Document text |
+ + + + + + +
Recently I was rereading cultural psychologist Michele Gelfand’s 2018 book “Rule Makers, Rule Breakers: How Culture Wires Our Minds, Shapes Our Nations and Drives Our Differences.” Much of Gelfand’s work deals with the tightness-looseness theory of cultures. Tight cultures are the rule makers, places where there are clear expectations about how to behave, and loose cultures are the rule breakers, areas where assumptions about ways to behave are fuzzier and less strictly enforced. Gelfand and her colleagues investigated around 7,000 people from more than 30 countries, asking respondents about things like the freedom in social situations, the strength of their country’s norms and the disapproval that ensues from violating those norms. Based on their findings, Japan is one of the tightest nations, and the U.S. is one of the loosest.

It’s hard to argue with the notion that Japan is a country of rules, although they’re often implicit and can be breached by the courageous, eccentric or clueless. The point is that the surrounding people will notice the infringement and may convey disapprobation through body language or more explicit censure. It’s not that the rules can’t be broken, but that they are there, and felt to be there, in the first place.

Fuji TV’s drama series “Omameda Towako and Three Ex-husbands,” which aired earlier this year, provides a humorous example of how tacit assumptions of rules can be demonstrated through their noncompliance. Within the first minute of the first episode, Omameda is set up as a quirky character. This is done through a succession of brief anecdotes relayed by a narrator, culminating in the following announcements: “Omameda Towako, who can go into an elegant bakery in sweats”; “[She] can totally walk down a street of shops in sweats”; “If necessary [she] can ride a train”; “Even a Shinkansen.”

It should be said that Omameda is wearing a fairly new-looking matching sweatshirt and sweatpants and has just participated in an exercise class in a park. In addition, she’s got a nice trench coat on top of the sportswear. Omameda’s idiosyncratic temperament is portrayed through this flouting of social rules in cultural shorthand that would not work in a looser country in which people would scarcely register any violation of norms in this apparel being worn in these situations, if indeed any encroachment existed to begin with.
+ + + + + + +
Goals |
A – List every place or means of travel that the narrator in the passage about tight and loose cultures says Omameda can go into or use while wearing sweats.
B – Copy the passage about tight and loose cultures word for word from "Recently I was" to "of the loosest.".
C – Answer these questions using the passage about tight and loose cultures.
(i) About how many people did Gelfand and her colleagues investigate?
(ii) Which network aired "Omameda Towako and Three Ex-husbands"?
(iii) What is Omameda wearing on top of her sportswear?
Rely only on the passage about tight and loose cultures.
+ + + + + + +
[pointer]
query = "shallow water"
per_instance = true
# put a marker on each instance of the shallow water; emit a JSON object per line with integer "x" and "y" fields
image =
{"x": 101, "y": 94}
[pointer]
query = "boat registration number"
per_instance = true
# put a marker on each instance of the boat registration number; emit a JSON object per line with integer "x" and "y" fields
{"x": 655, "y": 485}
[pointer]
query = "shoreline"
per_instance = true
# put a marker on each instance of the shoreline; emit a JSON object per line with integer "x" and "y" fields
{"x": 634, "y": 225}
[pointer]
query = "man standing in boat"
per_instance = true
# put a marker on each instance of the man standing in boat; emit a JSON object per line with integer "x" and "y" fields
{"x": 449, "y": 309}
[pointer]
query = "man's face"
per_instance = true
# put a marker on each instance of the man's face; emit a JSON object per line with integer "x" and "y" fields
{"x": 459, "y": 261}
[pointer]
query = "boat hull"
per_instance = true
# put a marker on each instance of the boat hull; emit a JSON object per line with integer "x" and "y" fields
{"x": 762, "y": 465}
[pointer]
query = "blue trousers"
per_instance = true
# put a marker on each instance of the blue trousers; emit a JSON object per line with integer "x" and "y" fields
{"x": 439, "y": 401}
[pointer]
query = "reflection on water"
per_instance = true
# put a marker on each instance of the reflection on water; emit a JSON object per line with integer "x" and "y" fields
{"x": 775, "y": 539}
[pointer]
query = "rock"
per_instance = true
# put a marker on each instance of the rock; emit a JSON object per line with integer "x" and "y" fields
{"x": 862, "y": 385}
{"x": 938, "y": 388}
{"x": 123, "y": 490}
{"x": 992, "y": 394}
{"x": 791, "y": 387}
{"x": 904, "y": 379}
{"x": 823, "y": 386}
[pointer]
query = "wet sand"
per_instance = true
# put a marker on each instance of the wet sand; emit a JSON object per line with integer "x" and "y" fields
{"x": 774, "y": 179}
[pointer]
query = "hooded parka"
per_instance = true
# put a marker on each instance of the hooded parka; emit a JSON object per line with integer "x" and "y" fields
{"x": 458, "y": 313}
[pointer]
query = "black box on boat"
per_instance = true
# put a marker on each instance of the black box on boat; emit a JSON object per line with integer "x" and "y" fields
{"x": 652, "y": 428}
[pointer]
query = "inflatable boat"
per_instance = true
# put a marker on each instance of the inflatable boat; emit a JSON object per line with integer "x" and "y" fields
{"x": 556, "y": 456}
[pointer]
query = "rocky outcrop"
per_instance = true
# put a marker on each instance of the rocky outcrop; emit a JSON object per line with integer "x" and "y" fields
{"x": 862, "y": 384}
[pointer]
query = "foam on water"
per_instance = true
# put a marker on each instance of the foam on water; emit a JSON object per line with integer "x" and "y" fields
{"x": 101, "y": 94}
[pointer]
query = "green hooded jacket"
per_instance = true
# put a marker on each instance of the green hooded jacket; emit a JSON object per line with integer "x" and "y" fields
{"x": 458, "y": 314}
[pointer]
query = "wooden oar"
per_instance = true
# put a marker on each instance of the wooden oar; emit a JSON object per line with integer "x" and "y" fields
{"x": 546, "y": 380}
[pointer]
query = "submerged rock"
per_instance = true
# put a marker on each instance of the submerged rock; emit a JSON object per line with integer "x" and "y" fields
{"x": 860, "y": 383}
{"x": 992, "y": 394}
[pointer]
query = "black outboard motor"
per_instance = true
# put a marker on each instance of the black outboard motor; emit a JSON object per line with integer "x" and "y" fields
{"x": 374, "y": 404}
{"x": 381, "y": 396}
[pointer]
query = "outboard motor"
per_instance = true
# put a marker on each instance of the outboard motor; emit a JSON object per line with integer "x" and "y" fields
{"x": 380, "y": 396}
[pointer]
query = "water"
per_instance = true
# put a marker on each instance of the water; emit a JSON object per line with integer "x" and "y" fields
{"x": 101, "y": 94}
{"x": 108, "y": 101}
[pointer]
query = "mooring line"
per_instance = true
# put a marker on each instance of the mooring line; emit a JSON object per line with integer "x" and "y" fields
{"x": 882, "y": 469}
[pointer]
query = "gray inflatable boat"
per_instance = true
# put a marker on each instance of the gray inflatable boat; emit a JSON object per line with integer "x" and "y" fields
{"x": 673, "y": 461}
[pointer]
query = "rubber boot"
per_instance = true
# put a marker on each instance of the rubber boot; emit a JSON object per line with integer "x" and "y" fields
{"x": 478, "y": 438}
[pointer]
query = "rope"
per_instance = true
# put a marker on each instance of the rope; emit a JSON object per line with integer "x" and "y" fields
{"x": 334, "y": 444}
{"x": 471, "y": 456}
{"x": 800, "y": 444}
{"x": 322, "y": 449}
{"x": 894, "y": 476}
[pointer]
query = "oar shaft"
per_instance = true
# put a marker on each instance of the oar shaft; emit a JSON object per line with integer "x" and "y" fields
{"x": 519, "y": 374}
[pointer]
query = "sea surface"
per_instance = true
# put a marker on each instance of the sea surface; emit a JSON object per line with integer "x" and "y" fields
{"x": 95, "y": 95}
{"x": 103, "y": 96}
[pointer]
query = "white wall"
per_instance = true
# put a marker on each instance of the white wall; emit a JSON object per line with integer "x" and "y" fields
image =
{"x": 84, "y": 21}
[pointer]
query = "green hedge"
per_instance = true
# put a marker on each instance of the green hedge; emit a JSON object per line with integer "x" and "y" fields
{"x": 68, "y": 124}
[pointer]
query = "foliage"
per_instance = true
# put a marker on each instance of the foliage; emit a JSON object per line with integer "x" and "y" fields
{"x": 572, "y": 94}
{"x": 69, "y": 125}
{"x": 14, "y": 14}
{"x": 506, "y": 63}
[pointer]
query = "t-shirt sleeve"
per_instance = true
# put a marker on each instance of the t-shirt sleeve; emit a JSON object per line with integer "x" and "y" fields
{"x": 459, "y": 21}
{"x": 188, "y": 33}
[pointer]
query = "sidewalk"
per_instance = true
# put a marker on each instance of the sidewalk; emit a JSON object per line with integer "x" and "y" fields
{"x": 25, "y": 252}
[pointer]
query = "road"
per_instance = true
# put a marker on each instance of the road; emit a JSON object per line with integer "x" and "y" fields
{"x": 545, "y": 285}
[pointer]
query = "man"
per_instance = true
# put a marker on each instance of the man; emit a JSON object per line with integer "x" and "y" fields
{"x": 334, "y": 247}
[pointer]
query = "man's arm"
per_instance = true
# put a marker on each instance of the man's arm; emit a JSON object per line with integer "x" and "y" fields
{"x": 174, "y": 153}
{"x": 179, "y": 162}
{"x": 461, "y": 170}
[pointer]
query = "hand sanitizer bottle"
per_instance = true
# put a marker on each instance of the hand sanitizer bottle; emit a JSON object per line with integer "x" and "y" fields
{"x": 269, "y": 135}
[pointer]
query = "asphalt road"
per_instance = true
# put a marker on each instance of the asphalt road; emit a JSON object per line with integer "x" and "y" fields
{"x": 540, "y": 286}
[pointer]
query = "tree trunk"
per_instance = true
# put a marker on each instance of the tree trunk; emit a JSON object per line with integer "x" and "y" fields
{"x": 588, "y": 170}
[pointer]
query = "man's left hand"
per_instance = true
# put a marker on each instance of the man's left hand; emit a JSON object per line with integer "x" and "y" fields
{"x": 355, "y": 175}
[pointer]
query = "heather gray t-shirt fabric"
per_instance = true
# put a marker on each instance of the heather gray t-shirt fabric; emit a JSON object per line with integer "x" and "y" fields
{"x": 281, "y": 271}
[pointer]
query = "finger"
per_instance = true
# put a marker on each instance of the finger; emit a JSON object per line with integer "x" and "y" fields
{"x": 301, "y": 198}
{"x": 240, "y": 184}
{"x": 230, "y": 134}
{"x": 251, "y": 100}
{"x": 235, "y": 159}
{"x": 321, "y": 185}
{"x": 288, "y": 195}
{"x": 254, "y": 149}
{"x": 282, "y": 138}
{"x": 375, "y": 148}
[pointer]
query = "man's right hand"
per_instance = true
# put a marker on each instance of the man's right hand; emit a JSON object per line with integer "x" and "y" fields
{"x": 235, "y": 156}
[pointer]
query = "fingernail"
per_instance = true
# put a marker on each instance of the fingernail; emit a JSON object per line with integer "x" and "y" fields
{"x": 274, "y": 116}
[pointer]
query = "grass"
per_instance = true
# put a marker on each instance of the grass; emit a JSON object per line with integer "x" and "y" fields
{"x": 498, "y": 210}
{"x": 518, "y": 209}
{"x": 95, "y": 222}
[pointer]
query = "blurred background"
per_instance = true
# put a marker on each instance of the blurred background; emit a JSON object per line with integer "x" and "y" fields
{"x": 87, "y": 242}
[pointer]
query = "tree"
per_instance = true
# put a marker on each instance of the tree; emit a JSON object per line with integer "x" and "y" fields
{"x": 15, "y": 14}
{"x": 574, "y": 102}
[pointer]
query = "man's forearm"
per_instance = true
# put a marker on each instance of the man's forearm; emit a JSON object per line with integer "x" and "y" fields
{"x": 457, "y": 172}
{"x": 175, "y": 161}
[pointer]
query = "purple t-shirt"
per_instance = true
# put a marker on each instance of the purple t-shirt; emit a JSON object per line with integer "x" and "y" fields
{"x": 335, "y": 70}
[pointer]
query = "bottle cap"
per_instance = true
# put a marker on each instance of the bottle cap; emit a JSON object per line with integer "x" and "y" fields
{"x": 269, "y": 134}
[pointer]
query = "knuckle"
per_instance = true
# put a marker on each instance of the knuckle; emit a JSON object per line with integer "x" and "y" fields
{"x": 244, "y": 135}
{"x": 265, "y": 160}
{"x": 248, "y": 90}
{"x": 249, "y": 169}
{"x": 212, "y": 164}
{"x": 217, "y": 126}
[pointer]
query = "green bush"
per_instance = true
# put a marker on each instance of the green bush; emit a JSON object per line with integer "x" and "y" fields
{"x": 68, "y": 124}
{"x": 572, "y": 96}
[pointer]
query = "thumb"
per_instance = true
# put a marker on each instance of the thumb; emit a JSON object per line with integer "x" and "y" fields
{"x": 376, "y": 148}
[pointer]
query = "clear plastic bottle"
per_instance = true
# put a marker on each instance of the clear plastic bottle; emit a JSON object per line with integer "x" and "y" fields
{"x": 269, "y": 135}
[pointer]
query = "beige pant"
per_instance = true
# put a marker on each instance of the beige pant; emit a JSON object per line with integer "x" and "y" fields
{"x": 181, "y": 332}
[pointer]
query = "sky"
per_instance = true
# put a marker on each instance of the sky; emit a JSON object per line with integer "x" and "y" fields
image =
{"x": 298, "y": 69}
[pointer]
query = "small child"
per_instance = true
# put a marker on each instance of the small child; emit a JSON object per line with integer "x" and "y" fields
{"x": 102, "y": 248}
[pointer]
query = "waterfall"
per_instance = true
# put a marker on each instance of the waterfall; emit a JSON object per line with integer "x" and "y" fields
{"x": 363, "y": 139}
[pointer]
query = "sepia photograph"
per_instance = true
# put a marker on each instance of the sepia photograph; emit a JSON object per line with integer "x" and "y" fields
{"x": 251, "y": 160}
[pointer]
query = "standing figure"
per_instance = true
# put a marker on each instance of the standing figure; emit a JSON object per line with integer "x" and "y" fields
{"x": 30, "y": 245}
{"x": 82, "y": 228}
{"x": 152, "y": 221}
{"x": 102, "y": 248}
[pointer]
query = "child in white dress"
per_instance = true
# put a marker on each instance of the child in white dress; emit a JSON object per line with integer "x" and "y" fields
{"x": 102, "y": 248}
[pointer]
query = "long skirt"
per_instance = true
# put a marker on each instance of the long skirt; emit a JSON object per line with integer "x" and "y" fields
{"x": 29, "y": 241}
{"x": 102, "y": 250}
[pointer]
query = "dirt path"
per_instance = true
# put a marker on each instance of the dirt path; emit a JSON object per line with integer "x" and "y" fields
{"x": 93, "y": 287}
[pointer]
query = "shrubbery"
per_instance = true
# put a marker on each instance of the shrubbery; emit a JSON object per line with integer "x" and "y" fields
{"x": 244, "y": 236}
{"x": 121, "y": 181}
+ + + + + + +
Completed exercise |
A –
an elegant bakery
a street of shops
a train
a Shinkansen

B –
Recently I was rereading cultural psychologist Michele Gelfand’s 2018 book “Rule Makers, Rule Breakers: How Culture Wires Our Minds, Shapes Our Nations and Drives Our Differences.” Much of Gelfand’s work deals with the tightness-looseness theory of cultures. Tight cultures are the rule makers, places where there are clear expectations about how to behave, and loose cultures are the rule breakers, areas where assumptions about ways to behave are fuzzier and less strictly enforced. Gelfand and her colleagues investigated around 7,000 people from more than 30 countries, asking respondents about things like the freedom in social situations, the strength of their country’s norms and the disapproval that ensues from violating those norms. Based on their findings, Japan is one of the tightest nations, and the U.S. is one of the loosest.

C –
(i) Around 7,000 people from more than 30 countries
(ii) Fuji TV
(iii) A nice trench coat